◆ Direction: Copy out every one of the records below word for word, keeping each line as it appears.

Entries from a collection
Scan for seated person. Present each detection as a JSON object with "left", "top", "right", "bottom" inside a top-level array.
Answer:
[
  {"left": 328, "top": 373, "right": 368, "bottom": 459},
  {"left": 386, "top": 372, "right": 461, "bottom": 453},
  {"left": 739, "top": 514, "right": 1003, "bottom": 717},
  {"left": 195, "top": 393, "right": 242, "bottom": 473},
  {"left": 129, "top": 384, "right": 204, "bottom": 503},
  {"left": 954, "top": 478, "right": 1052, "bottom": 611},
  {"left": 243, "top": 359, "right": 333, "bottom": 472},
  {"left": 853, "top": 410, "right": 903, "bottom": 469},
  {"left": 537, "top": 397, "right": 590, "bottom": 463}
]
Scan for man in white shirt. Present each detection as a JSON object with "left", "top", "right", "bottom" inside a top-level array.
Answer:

◆ Output of the exercise:
Scan for seated person. Present each detection as a JSON object with "left", "top", "right", "bottom" inside a top-level array.
Answer:
[
  {"left": 328, "top": 373, "right": 368, "bottom": 459},
  {"left": 386, "top": 372, "right": 461, "bottom": 453},
  {"left": 739, "top": 514, "right": 1003, "bottom": 717},
  {"left": 195, "top": 393, "right": 242, "bottom": 473},
  {"left": 129, "top": 384, "right": 204, "bottom": 503},
  {"left": 954, "top": 478, "right": 1052, "bottom": 611},
  {"left": 243, "top": 359, "right": 333, "bottom": 472},
  {"left": 853, "top": 410, "right": 903, "bottom": 469},
  {"left": 537, "top": 397, "right": 590, "bottom": 463}
]
Scan for man in white shirt. Present each detection as a JSON object with "left", "top", "right", "bottom" inside a top-level array.
Answer:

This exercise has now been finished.